Work to be completed: Please output the lines shown below exactly as they appear.

Task material:
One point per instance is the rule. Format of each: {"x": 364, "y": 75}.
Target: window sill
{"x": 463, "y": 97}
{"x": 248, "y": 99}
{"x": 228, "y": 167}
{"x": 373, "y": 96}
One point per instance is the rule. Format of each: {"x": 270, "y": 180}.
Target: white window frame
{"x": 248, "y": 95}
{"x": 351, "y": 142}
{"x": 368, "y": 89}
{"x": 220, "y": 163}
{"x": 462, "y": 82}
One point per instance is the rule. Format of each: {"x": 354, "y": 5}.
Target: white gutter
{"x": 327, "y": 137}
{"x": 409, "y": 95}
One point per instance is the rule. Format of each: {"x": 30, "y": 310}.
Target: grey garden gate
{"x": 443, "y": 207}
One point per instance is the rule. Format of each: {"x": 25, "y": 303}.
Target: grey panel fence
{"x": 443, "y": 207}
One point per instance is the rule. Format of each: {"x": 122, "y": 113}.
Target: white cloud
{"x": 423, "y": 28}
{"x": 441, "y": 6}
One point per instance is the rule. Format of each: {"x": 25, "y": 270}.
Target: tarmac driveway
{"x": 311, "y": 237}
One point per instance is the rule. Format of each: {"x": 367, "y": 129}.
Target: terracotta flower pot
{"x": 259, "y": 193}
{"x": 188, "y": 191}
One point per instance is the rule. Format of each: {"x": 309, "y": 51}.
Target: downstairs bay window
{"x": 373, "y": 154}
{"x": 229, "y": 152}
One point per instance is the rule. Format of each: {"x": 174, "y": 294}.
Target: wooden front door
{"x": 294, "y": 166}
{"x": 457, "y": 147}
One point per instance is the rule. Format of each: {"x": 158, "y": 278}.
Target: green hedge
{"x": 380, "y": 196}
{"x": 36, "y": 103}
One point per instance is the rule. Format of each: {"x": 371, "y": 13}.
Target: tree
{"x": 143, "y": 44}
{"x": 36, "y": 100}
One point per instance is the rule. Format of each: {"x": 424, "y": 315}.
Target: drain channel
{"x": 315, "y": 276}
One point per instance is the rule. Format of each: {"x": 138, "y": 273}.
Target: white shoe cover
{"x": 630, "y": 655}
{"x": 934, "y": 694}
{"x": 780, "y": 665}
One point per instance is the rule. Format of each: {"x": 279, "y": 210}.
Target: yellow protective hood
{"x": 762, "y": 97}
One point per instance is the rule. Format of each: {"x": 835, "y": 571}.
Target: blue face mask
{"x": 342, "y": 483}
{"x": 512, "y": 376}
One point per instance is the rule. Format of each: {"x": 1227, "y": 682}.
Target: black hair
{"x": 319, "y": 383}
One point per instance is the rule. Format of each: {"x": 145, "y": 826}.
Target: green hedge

Expected answer:
One point per instance is the rule. Format of each: {"x": 364, "y": 75}.
Target: window sill
{"x": 463, "y": 97}
{"x": 248, "y": 99}
{"x": 228, "y": 167}
{"x": 373, "y": 96}
One point per instance is the rule. Format of each: {"x": 270, "y": 180}.
Target: white window frame
{"x": 248, "y": 95}
{"x": 351, "y": 142}
{"x": 368, "y": 89}
{"x": 220, "y": 163}
{"x": 462, "y": 82}
One point per instance is the rule. Format of each: {"x": 354, "y": 5}.
Target: white gutter
{"x": 327, "y": 137}
{"x": 409, "y": 95}
One point per instance is the rule. Format of each: {"x": 30, "y": 310}.
Target: grey garden gate
{"x": 443, "y": 207}
One point per instance is the rule. Format of each: {"x": 25, "y": 303}.
Target: grey panel fence
{"x": 443, "y": 207}
One point per instance is the rule. Format of each: {"x": 122, "y": 113}.
Target: white cloud
{"x": 423, "y": 28}
{"x": 441, "y": 6}
One point per instance is the rule. Format of each: {"x": 25, "y": 270}.
Target: tarmac driveway
{"x": 311, "y": 237}
One point per instance is the rule. Format of each: {"x": 367, "y": 129}.
Target: terracotta flower pot
{"x": 259, "y": 193}
{"x": 188, "y": 191}
One point per instance is the rule. Format of each: {"x": 309, "y": 51}.
Target: downstairs bay window
{"x": 373, "y": 154}
{"x": 229, "y": 152}
One point per instance is the rule. Format of each: {"x": 174, "y": 294}.
Target: wooden front door
{"x": 294, "y": 166}
{"x": 457, "y": 147}
One point per instance is the rule. Format of each: {"x": 158, "y": 278}.
Target: green hedge
{"x": 380, "y": 196}
{"x": 36, "y": 103}
One point per instance is the rule. Format of each: {"x": 371, "y": 13}.
Target: tree
{"x": 143, "y": 44}
{"x": 36, "y": 100}
One point per instance is the rule. Format of each: {"x": 424, "y": 315}.
Target: drain channel
{"x": 315, "y": 276}
One point per instance is the rule. Format of each: {"x": 138, "y": 273}.
Target: white shoe cover
{"x": 630, "y": 655}
{"x": 934, "y": 694}
{"x": 780, "y": 665}
One point per instance is the rule. Format of each: {"x": 279, "y": 210}.
Target: yellow protective hood
{"x": 762, "y": 97}
One point per instance is the rule. Format of each: {"x": 835, "y": 571}.
Target: blue face mask
{"x": 342, "y": 483}
{"x": 512, "y": 376}
One point per instance is the rule. Format of each: {"x": 1227, "y": 682}.
Target: black hair
{"x": 319, "y": 383}
One point per instance is the rule. Format of each: {"x": 145, "y": 826}.
Target: green hedge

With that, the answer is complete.